*Trecho do texto*.
┌──

Quando falamos do investimento em renda variável, as pessoas sempre pensam na fórmula: comprar barato e vender caro. Mas será essa a única maneira de se obter bons retornos investindo em ações?
Vamos relembrar que uma ação é um direito sobre os resultados futuros de uma empresa (clique aqui e acesse o texto “O que são ativos financeiros”). Por exemplo, a empresa XYZ lucrou R$1,00 por ação, vai distribuir metade desse lucro na forma de dividendos e o preço de sua ação é R$10,00. O investidor que adquirir as ações dessa companhia receberá na forma de dividendos R$0,50 ou 5% do capital investido. Ou seja, apenas com base na distribuição de lucros desse ano, o investidor terá recebido 5% de retorno.
Diante do cenário de juros mais altos, com a taxa Selic caminhando para 8,5% no final de 2021 (clique aqui e acesse o texto “As Taxas de Juros e os investimentos em Renda Fixa”), 5% ao ano pode não ser um retorno satisfatório para se correr o risco do investimento em empresas. Hoje o investidor pode adquirir títulos do tesouro brasileiro com vencimento em 2026 prefixados (retornos nominais) que pagam 10% ao ano ou indexados (retornos reais) pagando inflação mais 4,6% ao ano.
Precisamos fazer algumas ponderações, entretanto. Uma ação representa uma fração de uma empresa que possui estoques, máquinas, equipamentos, imóveis e outros investimentos em capital fixo que tendem a preservar seu valor frente a inflação. Pode ser considerada, portanto, um ativo real.

└──

*Tarefas a realizar*.
- A) Segundo o texto sobre investimento em ações, quanto pagam ao ano os títulos prefixados do tesouro brasileiro com vencimento em 2026?
- B) Devolva, do texto sobre investimento em ações, o trecho que vai de "Vamos relembrar que" até "5% de retorno.", inclusive.
A listagem provém de outra fonte.

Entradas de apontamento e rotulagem

┌──

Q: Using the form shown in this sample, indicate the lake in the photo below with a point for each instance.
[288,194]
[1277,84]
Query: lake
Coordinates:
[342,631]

└──

*Respostas por tarefa*.
- A) 10% ao ano.

- B)
Vamos relembrar que uma ação é um direito sobre os resultados futuros de uma empresa (clique aqui e acesse o texto “O que são ativos financeiros”). Por exemplo, a empresa XYZ lucrou R$1,00 por ação, vai distribuir metade desse lucro na forma de dividendos e o preço de sua ação é R$10,00. O investidor que adquirir as ações dessa companhia receberá na forma de dividendos R$0,50 ou 5% do capital investido. Ou seja, apenas com base na distribuição de lucros desse ano, o investidor terá recebido 5% de retorno.